● **Exercise details**
Convert the records, starting at the first line and ending at the line containing "62), (118, 70)]", into a JSON list of strings with one string per line and no blank lines. Leave the pictures out of the answer.

● **Stored data**
════════════════

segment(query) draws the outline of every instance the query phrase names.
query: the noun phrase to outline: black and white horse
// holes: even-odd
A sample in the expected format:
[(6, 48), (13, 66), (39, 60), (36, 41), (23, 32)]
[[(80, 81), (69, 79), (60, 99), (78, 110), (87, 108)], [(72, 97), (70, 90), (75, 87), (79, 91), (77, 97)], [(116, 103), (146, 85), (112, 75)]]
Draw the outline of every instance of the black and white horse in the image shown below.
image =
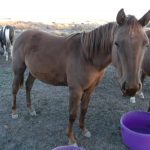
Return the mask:
[(12, 26), (4, 26), (0, 30), (0, 43), (1, 43), (1, 54), (8, 58), (12, 57), (12, 45), (14, 41), (14, 28)]

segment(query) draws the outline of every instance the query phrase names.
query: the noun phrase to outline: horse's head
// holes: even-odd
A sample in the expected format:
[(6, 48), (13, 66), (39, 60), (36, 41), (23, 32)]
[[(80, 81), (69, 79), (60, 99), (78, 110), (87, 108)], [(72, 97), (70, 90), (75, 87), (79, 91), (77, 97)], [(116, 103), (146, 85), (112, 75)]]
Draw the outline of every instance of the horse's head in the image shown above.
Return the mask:
[(123, 95), (133, 96), (142, 87), (141, 65), (149, 43), (143, 27), (149, 20), (150, 11), (139, 20), (131, 15), (126, 16), (123, 9), (118, 12), (112, 62), (118, 70)]

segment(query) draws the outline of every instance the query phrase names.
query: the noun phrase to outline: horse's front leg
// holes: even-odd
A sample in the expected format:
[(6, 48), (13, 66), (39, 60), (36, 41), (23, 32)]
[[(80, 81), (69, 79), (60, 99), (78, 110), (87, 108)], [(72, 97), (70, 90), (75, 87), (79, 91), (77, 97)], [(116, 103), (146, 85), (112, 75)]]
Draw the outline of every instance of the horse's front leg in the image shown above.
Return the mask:
[(81, 110), (80, 110), (79, 126), (80, 126), (80, 129), (82, 130), (82, 134), (85, 137), (91, 137), (91, 133), (89, 132), (89, 130), (85, 126), (85, 115), (87, 113), (91, 93), (93, 92), (94, 89), (95, 89), (95, 86), (88, 89), (88, 90), (86, 90), (83, 93), (83, 96), (82, 96), (82, 99), (81, 99)]
[(6, 57), (6, 61), (8, 61), (8, 52), (5, 45), (4, 45), (4, 56)]
[(29, 109), (29, 113), (31, 116), (36, 116), (36, 111), (32, 107), (30, 95), (34, 80), (35, 78), (31, 75), (31, 73), (29, 73), (28, 78), (26, 80), (26, 101), (27, 101), (27, 108)]
[(69, 89), (70, 99), (69, 99), (69, 123), (67, 127), (67, 136), (69, 138), (69, 145), (77, 145), (75, 136), (72, 130), (73, 123), (77, 117), (78, 108), (80, 105), (82, 90), (80, 89)]

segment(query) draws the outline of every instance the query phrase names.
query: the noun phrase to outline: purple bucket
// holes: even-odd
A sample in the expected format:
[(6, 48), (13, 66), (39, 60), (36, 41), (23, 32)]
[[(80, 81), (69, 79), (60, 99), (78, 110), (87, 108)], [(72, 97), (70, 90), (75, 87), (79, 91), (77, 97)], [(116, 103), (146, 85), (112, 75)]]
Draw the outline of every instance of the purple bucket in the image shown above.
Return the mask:
[(131, 150), (150, 150), (150, 113), (133, 111), (120, 120), (122, 140)]
[(68, 146), (59, 146), (59, 147), (56, 147), (52, 150), (84, 150), (84, 149), (79, 148), (77, 146), (68, 145)]

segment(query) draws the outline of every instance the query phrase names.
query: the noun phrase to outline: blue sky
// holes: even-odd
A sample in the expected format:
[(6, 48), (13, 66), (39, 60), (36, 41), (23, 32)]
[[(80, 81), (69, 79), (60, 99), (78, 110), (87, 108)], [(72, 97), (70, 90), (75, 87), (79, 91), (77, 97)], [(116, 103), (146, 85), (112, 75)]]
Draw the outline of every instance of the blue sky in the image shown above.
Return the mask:
[(2, 0), (0, 18), (26, 21), (115, 21), (117, 12), (140, 18), (150, 9), (149, 0)]

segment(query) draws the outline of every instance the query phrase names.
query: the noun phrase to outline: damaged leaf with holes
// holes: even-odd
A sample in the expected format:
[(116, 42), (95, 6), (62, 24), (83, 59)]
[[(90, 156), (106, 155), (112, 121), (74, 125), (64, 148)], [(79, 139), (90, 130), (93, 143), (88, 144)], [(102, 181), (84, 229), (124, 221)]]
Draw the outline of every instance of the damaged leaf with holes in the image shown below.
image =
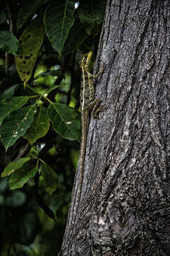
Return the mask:
[(18, 40), (16, 63), (17, 71), (25, 86), (32, 75), (44, 36), (42, 18), (37, 17), (28, 26)]
[(0, 129), (0, 136), (6, 151), (26, 134), (33, 122), (36, 112), (35, 105), (23, 107), (13, 112), (5, 119)]

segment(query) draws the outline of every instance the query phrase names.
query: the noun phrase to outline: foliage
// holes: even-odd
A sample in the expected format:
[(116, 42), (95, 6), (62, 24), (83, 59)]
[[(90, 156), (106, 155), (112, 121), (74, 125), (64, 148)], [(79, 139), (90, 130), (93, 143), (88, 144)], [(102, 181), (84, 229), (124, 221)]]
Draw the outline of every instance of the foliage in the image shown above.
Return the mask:
[(81, 135), (79, 62), (96, 53), (104, 9), (103, 0), (0, 3), (1, 255), (60, 250)]

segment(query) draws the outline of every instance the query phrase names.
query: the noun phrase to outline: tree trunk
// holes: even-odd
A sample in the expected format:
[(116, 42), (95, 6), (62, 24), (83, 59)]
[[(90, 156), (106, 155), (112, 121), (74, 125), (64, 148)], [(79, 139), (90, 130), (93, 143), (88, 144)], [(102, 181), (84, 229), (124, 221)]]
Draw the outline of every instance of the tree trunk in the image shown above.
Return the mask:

════════════════

● **Task result**
[
  "segment(query) draws the outline of every instance the query phrase names.",
  "query: the noun phrase to outline: black and white horse",
  "// holes: even-odd",
  "A sample in the expected format:",
  "[(6, 48), (13, 66), (39, 60), (36, 41), (23, 32)]",
  "[[(80, 81), (69, 79), (60, 99), (78, 110), (87, 108)], [(72, 97), (70, 90), (75, 87), (79, 91), (77, 97)], [(116, 103), (146, 85), (112, 75)]]",
  "Draw the outline of every instance of the black and white horse in the image shown below.",
  "image =",
  "Return the mask:",
  "[(12, 26), (4, 26), (0, 30), (0, 43), (1, 43), (1, 54), (8, 58), (12, 57), (12, 45), (14, 41), (14, 28)]",
  "segment(query) draws the outline of every instance the query phrase names.",
  "query: the noun phrase to outline: horse's head",
  "// holes: even-odd",
  "A sample in the expected format:",
  "[(6, 48), (13, 66), (39, 60), (36, 41), (23, 32)]",
  "[[(80, 81), (69, 79), (60, 99), (78, 110), (87, 108)], [(72, 97), (70, 90), (75, 87), (79, 91), (77, 97)], [(116, 103), (146, 85), (112, 75)]]",
  "Draw the outline of every instance of the horse's head in the image shown above.",
  "Return the mask:",
  "[(123, 95), (133, 96), (142, 87), (141, 65), (149, 43), (143, 27), (149, 20), (150, 11), (139, 20), (131, 15), (126, 16), (123, 9), (118, 12), (112, 62), (118, 70)]"
]